**Source document:**
# When Did You Watch Colour TV for the First Time?



## Dave (Oct 7, 2012)

Springs post in this thread...
http://www.sffchronicles.co.uk/forum/538187-your-first-science-fiction-film.html


springs said:


> ...with all my family, cousins and all, gathered around my groovy uncle's telly.


...reminded me of the first time I saw colour TV. We all went around to a neighbours house to watch the FA Cup Final on their new colour TV. The room was packed with people who only had B&W TVs. I can tell you precisely when it was because it was the Leeds versus Sunderland Cup Final on 5 May 1973. 

It amazes me now that we didn't have colour TV before that. We didn't get _Star Trek_ in the UK until a couple of years after it was produced, but I never saw it in colour until the mid-Seventies.

Then again, we played Ping-Pong arcade style computer games on the TV and thought they were a wonderful innovation too.

"But you try telling that to the young people of today and they won't believe you!"


----------



## Moonbat (Oct 7, 2012)

I'm afraid that, as I was born in 1978, the first TV that I remember watching was colour.


----------



## Metryq (Oct 7, 2012)

I don't recall the first time seeing color TV, but we were always the last house on the block to get "hot" technology, like UHF (on a black-and-white set) with all the cool channels.

**Dataset:**
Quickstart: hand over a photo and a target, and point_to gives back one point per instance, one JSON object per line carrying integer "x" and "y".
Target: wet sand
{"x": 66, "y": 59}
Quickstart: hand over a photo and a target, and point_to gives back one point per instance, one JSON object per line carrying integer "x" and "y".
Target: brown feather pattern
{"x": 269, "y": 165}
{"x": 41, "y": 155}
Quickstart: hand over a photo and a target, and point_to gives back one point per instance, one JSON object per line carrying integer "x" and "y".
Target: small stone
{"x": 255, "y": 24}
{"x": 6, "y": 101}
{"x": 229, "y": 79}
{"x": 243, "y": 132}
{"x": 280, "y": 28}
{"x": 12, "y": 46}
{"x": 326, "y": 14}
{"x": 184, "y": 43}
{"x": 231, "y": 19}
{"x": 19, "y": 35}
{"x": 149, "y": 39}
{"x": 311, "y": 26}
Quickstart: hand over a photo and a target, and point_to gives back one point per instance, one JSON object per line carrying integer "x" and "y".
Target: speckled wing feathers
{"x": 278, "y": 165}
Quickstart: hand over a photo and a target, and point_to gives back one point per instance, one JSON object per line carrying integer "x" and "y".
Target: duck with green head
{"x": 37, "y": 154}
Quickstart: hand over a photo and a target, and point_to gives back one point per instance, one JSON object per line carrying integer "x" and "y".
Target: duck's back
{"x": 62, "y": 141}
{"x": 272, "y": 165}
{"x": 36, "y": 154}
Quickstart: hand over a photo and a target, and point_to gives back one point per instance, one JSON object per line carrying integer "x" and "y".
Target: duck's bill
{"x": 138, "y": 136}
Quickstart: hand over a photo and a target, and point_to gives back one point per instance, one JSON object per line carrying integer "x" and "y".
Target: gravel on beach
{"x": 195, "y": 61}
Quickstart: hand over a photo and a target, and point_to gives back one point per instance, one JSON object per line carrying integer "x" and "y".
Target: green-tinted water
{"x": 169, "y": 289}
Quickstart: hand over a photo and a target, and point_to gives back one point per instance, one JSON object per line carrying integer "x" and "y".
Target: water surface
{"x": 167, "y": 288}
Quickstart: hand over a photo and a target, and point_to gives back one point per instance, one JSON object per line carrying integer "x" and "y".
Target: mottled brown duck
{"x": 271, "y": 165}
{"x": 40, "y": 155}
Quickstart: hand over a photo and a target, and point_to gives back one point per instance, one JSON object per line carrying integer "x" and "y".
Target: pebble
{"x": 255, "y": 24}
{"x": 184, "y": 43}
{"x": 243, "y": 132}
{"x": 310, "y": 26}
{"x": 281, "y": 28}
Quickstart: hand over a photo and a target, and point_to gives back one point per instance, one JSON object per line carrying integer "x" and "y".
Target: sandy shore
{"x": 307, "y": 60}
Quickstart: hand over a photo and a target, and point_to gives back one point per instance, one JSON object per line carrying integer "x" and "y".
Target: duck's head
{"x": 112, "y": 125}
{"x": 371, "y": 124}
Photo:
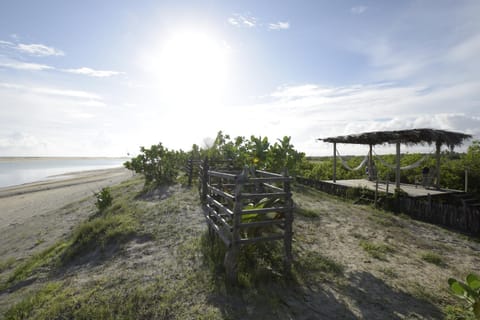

**Written task 1:** In the forum thread, which match did Dave first see on a color TV, and on what date?
**Written task 2:** Pull out every line in the rows that contains the string "water", matching case exactly.

**Worked solution 1:** The Leeds versus Sunderland FA Cup Final, on 5 May 1973.

**Worked solution 2:**
Target: green-tinted water
Target: water surface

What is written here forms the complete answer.